■ **Source text**
+-------+

# Birds?



## Loki (Jan 16, 2010)

Ok i've had amphibians, reptiles, inverts, rodents, rabbits etc but I haven't had birds since I was a child (my family had a red amazon and a pair of lovebirds). I want to own a bird now as my rodents are dwindling down due to short life-spans. I want a bird that's quite sociable and handleable, although I wouldn't want a parrot or maccaw. What would you guys reccommend?


----------



## hawksport (Dec 27, 2009)

How about one of the pionus species, relatively small and quiet and easy to handle. Or one of the lories or lorikeets, though they need a bit more care with their diet.


----------



## Glenn Steele (9 mo ago)

Hi how do you post


----------



## Chihuahua Lover (7 mo ago)

Make sure you are ready for a bird. No matter how, calm and sweet the species can be told to br, they can still be super destructive and hard to care for. I suggest you do alot of research.

+-------+

■ **Records**

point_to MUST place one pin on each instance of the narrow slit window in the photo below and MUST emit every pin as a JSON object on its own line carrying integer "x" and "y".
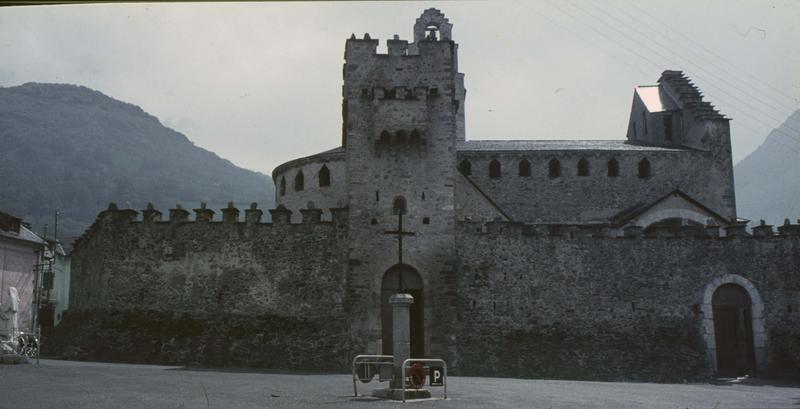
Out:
{"x": 667, "y": 127}
{"x": 399, "y": 206}
{"x": 299, "y": 182}
{"x": 324, "y": 177}
{"x": 583, "y": 167}
{"x": 613, "y": 168}
{"x": 554, "y": 168}
{"x": 414, "y": 139}
{"x": 400, "y": 138}
{"x": 524, "y": 168}
{"x": 644, "y": 169}
{"x": 385, "y": 138}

+-------+

■ **Exercise tasks**
(a) Write out the records again in full, with every x and y pin coordinate offset by -150, and leave out the pictures.
(b) Write the next part of the forum thread about choosing a pet bird, picking up after its last post.
The forum thread about pet birds and the records are unrelated to each other.

■ **Answer list**
(a)
point_to MUST place one pin on each instance of the narrow slit window in the photo below and MUST emit every pin as a JSON object on its own line carrying integer "x" and "y".
Out:
{"x": 517, "y": -23}
{"x": 249, "y": 56}
{"x": 149, "y": 32}
{"x": 174, "y": 27}
{"x": 433, "y": 17}
{"x": 463, "y": 18}
{"x": 404, "y": 18}
{"x": 264, "y": -11}
{"x": 250, "y": -12}
{"x": 374, "y": 18}
{"x": 494, "y": 19}
{"x": 235, "y": -12}

(b)
hawksport said:


> How about one of the pionus species, relatively small and quiet and easy to handle. Or one of the lories or lorikeets, though they need a bit more care with their diet.


A pionus is a type of parrot, and are quite expensive and hard to find. 

What I would recommend is going to a rescue and finding the bird you click with. I think the most interactive non-parrot species is a dove. Every bird has a different personality, and getting a bird as a baby has a risk. When they enter their "teen" years, they might get more easily frustrated and could have a personality change. A rescue bird will mostly keep it's temperament and personality.


----------



## Lurcherlad (Jan 5, 2013)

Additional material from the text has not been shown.